* **EXERCISE GOAL**
In the data below, find the line containing "book page, each"; reproduce that line and all subsequent lines exactly, and nothing else.

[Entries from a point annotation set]
══════════

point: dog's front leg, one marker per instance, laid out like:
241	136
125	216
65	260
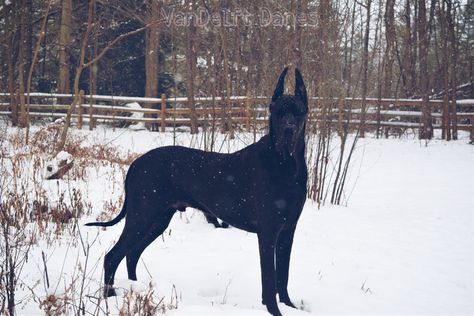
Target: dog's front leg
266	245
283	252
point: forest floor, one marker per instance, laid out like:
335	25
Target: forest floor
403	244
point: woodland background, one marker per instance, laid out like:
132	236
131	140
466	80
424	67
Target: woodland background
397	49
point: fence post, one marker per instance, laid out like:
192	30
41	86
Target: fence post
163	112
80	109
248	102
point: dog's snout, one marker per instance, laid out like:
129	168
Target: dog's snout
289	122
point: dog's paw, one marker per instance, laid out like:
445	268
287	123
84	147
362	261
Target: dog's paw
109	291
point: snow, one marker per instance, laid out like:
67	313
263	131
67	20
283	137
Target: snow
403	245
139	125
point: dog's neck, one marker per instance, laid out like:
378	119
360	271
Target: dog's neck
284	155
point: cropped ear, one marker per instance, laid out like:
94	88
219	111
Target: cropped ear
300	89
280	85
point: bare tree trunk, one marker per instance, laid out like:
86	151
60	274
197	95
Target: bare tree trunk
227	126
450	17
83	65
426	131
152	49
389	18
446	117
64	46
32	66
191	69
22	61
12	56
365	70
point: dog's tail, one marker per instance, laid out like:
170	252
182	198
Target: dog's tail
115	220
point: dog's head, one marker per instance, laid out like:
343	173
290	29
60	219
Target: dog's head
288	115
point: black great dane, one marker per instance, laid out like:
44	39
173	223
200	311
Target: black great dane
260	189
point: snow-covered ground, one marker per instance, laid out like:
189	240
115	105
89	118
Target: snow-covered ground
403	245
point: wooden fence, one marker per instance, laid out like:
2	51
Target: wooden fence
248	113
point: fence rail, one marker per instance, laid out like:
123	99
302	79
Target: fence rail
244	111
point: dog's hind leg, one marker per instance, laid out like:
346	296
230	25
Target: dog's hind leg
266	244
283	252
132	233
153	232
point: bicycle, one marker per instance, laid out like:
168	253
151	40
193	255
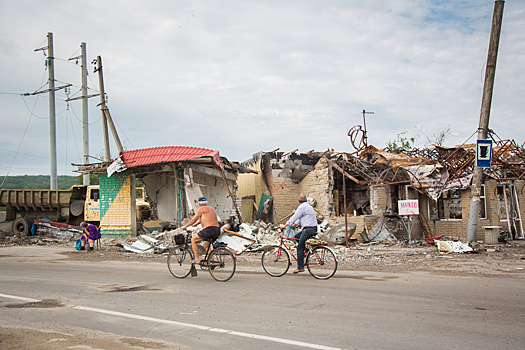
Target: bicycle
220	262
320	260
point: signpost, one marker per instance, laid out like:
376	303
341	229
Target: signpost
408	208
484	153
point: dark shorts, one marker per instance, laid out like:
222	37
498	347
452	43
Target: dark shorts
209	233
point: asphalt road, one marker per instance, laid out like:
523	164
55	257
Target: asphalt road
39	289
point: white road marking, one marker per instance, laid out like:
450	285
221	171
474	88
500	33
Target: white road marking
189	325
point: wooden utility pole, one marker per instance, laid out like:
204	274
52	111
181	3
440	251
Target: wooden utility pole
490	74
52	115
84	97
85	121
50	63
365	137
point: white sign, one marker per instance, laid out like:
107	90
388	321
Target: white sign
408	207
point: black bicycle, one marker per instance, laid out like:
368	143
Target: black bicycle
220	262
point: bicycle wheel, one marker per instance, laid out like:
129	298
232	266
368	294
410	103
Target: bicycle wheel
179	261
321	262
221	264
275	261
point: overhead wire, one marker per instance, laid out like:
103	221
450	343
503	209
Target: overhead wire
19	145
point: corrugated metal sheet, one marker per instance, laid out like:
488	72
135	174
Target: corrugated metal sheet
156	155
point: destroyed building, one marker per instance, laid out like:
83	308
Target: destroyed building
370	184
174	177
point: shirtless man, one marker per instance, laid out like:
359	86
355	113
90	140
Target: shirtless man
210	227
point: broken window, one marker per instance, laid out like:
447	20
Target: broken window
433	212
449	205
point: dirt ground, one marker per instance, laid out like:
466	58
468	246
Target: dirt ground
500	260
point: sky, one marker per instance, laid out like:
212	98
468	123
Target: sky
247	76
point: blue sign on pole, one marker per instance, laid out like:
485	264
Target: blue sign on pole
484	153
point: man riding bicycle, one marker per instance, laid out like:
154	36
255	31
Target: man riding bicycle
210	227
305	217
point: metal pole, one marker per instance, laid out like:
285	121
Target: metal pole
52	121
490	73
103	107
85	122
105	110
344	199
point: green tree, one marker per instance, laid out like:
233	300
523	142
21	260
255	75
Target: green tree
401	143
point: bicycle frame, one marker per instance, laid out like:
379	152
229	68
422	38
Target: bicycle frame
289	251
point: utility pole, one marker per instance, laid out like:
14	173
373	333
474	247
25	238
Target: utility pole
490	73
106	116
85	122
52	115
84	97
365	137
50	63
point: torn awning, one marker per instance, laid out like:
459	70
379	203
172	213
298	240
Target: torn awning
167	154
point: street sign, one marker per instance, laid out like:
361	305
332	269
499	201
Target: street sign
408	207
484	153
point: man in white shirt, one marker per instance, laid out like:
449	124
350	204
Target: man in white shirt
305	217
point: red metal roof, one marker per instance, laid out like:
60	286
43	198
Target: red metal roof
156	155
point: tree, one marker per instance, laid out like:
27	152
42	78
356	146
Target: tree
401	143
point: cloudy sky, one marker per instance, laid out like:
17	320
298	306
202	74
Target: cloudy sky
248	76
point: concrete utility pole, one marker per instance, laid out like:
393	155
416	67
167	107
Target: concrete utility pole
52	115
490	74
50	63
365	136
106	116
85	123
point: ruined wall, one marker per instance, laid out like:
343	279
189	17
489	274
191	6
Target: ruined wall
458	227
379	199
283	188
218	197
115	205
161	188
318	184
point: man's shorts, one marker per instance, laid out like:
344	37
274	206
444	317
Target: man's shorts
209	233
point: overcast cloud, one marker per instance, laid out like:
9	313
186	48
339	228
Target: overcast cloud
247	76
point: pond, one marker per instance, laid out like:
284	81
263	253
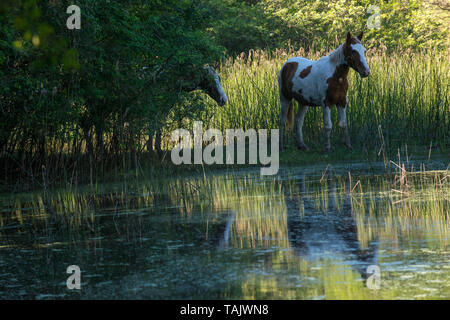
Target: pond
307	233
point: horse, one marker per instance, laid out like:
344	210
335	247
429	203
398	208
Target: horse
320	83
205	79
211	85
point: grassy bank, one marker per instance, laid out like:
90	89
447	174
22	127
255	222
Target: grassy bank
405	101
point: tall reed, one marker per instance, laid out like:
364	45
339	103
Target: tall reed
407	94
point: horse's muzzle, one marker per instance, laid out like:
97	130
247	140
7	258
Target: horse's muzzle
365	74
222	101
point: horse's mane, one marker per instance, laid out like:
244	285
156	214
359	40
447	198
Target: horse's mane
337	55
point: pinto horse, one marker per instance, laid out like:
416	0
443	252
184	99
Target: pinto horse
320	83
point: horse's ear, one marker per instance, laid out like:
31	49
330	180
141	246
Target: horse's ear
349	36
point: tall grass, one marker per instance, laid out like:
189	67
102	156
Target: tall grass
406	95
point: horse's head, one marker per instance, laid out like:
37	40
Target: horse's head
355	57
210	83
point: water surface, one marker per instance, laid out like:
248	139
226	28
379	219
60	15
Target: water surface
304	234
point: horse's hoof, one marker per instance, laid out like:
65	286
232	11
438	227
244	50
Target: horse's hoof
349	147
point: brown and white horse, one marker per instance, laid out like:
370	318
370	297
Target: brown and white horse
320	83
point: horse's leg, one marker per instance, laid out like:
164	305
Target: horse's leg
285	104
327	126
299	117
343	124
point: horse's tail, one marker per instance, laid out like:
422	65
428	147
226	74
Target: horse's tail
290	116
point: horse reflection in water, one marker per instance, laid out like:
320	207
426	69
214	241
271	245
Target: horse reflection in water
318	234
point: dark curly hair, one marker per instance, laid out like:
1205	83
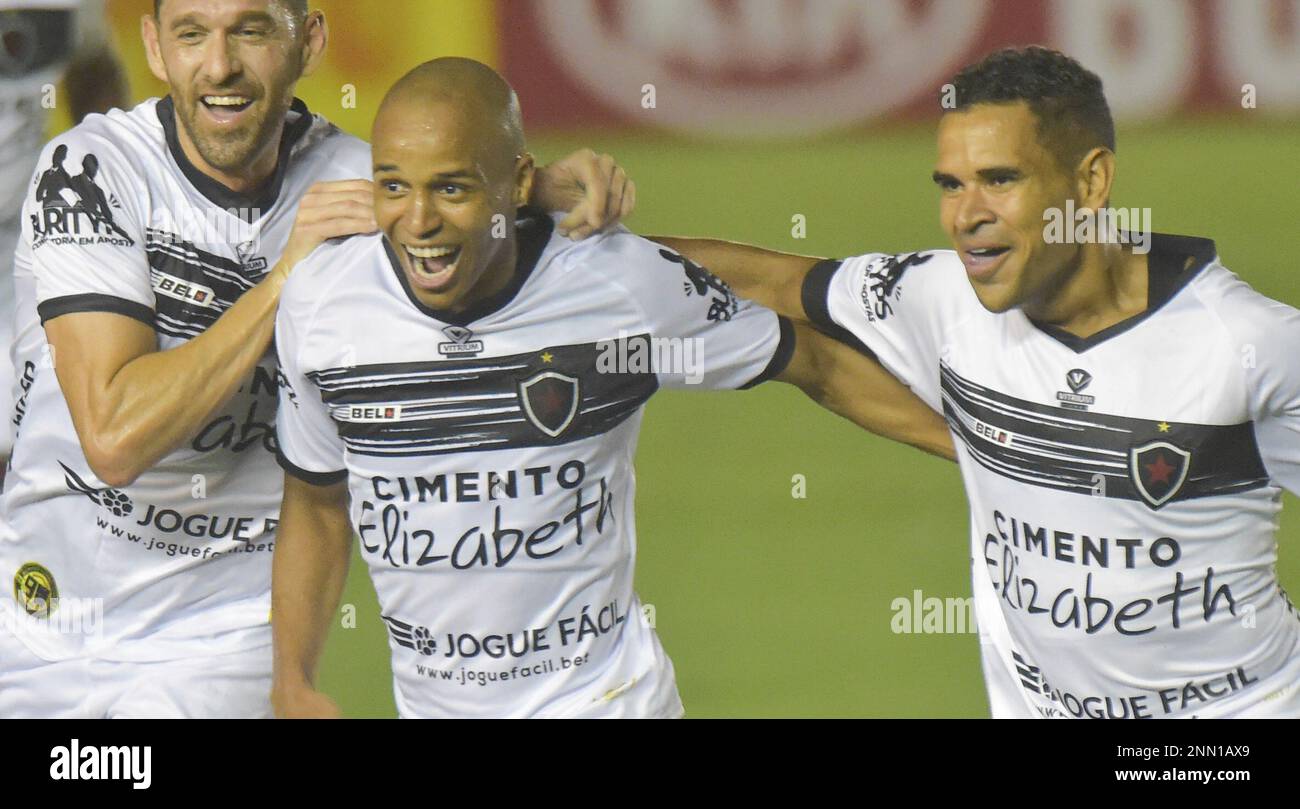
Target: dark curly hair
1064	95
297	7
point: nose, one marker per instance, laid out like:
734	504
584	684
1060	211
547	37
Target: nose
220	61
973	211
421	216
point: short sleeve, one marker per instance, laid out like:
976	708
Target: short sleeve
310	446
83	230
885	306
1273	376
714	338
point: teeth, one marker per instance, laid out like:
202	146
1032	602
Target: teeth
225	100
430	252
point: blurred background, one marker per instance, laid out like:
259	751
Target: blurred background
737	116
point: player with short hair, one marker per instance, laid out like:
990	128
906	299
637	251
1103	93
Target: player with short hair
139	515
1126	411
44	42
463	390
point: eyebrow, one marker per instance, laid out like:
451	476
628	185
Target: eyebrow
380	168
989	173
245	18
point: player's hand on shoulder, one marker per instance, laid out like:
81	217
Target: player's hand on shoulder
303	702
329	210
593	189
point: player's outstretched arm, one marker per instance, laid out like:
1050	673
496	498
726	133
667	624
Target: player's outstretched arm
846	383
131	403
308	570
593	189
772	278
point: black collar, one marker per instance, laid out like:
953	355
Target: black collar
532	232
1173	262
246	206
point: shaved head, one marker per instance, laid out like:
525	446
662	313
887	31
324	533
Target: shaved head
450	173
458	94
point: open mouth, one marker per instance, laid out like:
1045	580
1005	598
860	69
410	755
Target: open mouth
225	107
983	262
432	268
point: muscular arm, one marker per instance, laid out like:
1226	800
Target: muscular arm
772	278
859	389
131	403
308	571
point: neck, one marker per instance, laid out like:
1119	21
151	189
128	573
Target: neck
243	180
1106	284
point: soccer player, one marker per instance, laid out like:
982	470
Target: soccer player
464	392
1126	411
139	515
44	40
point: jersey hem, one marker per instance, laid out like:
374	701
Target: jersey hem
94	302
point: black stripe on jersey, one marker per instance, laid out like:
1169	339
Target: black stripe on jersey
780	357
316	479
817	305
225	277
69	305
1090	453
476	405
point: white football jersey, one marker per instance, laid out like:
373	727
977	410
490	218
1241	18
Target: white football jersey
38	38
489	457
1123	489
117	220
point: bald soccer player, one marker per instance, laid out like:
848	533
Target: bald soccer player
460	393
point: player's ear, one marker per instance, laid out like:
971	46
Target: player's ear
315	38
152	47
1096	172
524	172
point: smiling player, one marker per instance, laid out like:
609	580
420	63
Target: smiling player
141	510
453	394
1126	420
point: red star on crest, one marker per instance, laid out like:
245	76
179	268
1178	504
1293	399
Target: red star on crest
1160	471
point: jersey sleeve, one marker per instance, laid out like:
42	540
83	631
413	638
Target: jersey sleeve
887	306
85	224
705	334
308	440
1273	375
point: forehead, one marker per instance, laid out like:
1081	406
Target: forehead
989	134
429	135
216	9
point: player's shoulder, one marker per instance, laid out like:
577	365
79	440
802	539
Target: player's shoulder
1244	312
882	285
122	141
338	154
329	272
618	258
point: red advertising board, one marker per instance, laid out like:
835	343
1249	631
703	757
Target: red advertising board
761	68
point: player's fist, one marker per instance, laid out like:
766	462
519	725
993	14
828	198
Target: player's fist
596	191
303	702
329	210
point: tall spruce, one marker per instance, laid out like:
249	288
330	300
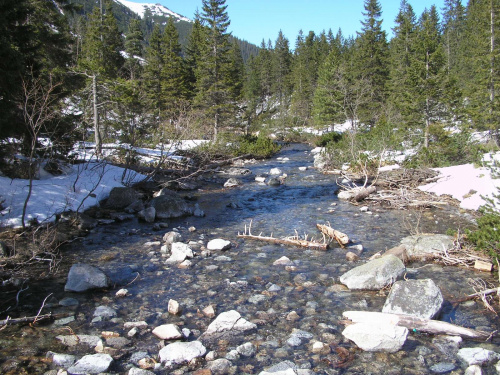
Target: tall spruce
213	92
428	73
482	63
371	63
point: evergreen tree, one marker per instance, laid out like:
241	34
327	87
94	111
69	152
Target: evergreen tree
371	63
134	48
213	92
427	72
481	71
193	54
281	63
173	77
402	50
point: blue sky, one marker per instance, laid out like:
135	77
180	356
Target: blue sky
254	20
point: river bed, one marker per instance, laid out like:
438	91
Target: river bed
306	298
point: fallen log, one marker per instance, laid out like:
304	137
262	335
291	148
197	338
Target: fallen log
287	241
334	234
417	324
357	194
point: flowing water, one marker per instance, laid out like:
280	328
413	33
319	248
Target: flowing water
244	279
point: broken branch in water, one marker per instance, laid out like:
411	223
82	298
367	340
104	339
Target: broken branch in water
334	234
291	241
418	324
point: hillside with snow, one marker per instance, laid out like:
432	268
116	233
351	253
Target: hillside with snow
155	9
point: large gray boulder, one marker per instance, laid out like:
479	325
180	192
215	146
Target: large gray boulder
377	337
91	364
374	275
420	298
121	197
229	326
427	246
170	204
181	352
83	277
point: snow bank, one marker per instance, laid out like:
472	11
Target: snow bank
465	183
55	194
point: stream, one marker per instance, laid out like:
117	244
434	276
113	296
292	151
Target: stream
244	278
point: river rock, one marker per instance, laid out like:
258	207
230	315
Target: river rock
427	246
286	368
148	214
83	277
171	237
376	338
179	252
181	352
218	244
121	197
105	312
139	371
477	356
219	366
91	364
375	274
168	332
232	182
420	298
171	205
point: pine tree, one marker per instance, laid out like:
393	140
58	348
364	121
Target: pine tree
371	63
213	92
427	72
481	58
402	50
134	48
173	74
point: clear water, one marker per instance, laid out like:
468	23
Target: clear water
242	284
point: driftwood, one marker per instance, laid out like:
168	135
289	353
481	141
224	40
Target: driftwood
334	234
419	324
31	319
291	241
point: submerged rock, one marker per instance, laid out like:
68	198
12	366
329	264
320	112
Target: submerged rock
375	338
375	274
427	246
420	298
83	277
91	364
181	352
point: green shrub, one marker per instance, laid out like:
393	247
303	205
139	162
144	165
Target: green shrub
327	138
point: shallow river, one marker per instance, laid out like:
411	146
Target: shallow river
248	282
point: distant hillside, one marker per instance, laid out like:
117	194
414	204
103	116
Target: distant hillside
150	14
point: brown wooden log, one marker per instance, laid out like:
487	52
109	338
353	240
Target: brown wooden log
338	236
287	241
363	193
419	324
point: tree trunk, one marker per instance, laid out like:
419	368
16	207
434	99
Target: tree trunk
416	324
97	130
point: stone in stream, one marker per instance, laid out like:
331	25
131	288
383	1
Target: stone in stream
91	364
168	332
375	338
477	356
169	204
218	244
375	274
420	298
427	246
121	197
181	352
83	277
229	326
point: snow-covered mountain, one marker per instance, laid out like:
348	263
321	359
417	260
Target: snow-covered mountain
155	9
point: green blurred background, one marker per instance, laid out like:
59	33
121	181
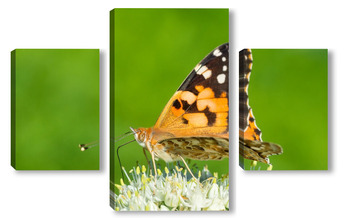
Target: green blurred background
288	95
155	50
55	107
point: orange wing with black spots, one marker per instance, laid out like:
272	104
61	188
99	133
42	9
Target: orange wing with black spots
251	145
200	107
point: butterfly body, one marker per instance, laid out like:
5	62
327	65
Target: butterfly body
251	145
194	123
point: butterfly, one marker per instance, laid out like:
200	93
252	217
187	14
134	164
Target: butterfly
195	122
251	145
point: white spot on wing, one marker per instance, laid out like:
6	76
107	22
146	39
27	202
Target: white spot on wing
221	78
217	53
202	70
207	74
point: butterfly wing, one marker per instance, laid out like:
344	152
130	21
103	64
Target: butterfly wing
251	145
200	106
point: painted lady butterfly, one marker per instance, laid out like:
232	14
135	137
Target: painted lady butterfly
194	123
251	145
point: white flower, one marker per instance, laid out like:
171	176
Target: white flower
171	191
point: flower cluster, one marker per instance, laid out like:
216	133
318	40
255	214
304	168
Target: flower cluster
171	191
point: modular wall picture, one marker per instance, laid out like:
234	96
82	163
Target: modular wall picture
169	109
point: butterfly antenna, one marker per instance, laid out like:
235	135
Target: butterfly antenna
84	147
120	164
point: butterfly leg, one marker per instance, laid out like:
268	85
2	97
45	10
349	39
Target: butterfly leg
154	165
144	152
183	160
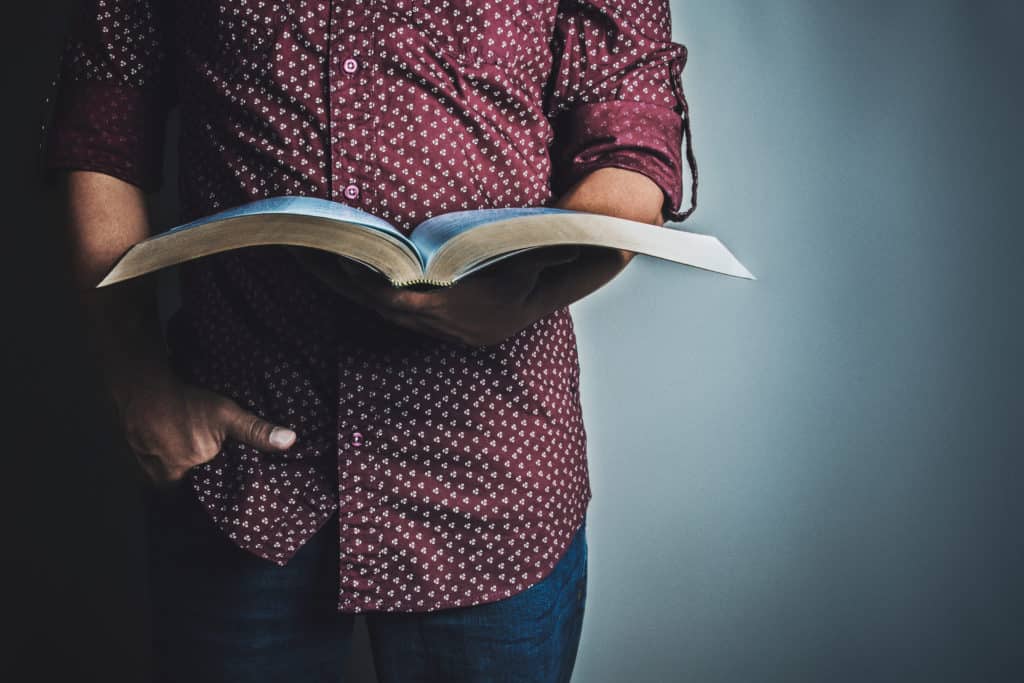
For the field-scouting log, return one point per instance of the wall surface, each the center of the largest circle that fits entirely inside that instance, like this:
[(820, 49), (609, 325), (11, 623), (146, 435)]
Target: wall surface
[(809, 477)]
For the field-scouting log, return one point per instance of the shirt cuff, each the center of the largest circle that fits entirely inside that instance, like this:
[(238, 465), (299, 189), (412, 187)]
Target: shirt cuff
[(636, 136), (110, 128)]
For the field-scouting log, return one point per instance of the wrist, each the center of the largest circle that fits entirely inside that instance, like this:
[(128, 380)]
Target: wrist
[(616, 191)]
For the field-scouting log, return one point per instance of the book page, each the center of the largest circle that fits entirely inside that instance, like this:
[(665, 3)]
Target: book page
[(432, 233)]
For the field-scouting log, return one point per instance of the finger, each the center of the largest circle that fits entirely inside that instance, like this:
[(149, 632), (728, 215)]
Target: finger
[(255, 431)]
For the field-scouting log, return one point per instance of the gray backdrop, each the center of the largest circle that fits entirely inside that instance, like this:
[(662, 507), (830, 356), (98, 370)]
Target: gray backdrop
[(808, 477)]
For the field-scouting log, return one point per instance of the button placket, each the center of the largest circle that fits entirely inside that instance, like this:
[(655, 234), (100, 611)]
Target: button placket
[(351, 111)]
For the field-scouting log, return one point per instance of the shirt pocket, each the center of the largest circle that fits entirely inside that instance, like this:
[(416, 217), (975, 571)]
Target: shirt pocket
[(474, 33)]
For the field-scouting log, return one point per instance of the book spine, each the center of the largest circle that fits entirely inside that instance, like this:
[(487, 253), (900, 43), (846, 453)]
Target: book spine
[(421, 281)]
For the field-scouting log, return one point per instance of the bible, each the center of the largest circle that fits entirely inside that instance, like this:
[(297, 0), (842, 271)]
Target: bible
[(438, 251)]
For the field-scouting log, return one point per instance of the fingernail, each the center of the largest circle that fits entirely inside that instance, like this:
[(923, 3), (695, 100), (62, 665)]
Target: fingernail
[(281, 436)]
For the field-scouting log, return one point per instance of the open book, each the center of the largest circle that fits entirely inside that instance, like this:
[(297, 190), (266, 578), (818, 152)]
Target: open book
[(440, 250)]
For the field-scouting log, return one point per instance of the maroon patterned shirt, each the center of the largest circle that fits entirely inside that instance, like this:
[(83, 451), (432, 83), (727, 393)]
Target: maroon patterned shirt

══════════

* **SOLUTION BELOW**
For the field-scouting log, return one point per instance of the book page, each the center of the largest circle that fits entirely inside that instance, like this:
[(665, 3)]
Target: book page
[(432, 233)]
For the field-scouting log, return one point per instance of the finger, each the center of the largest circle that fits entirely inside that instance, like this:
[(149, 632), (728, 215)]
Target: finger
[(255, 431)]
For the field-scouting log, return one point per instance of the gray backdrop, each the center of the largest circle that fits entirely inside that instance, like this:
[(662, 507), (830, 356), (98, 370)]
Target: gray backdrop
[(808, 477)]
For the field-scouting log, return one point per instance of the button placket, each the center of the largest circle that fits entirely inside that instance, like this:
[(655, 234), (100, 611)]
Target: button placket
[(351, 111)]
For the field-scouting log, return one point per instance of the shirt pocket, each the center of the largest circle that fits entirely inside that instance, like this:
[(416, 217), (975, 571)]
Target: shirt pocket
[(474, 33)]
For the field-scouting log, return one point per instance of the book spine, each the center of the largest circle that fits entirely inside that instance, like this:
[(487, 253), (900, 43), (846, 453)]
Target: book spine
[(421, 281)]
For the field-scouting log, return one point per instance of the bible, each the center of the largest circle that fits entirely inside that instance, like this:
[(297, 0), (842, 271)]
Target: bible
[(438, 251)]
For the field-scouting log, return one point per instance of the fingernail, each the center of the largest circle that fits entirely inside that instance, like this:
[(923, 3), (695, 100), (62, 665)]
Target: fingernail
[(281, 436)]
For the field-scouting log, return one point per instance of the open book, each the center of the largest circle that fits entirely inside that instance, like this:
[(297, 190), (266, 578), (818, 152)]
Target: open book
[(440, 250)]
For the field-scouting log, return one point per instance of the maroon patterned shirt, each the center of the largest circle that fits entirely inside that instance, like this:
[(83, 451), (432, 83), (727, 393)]
Target: maroon patterned shirt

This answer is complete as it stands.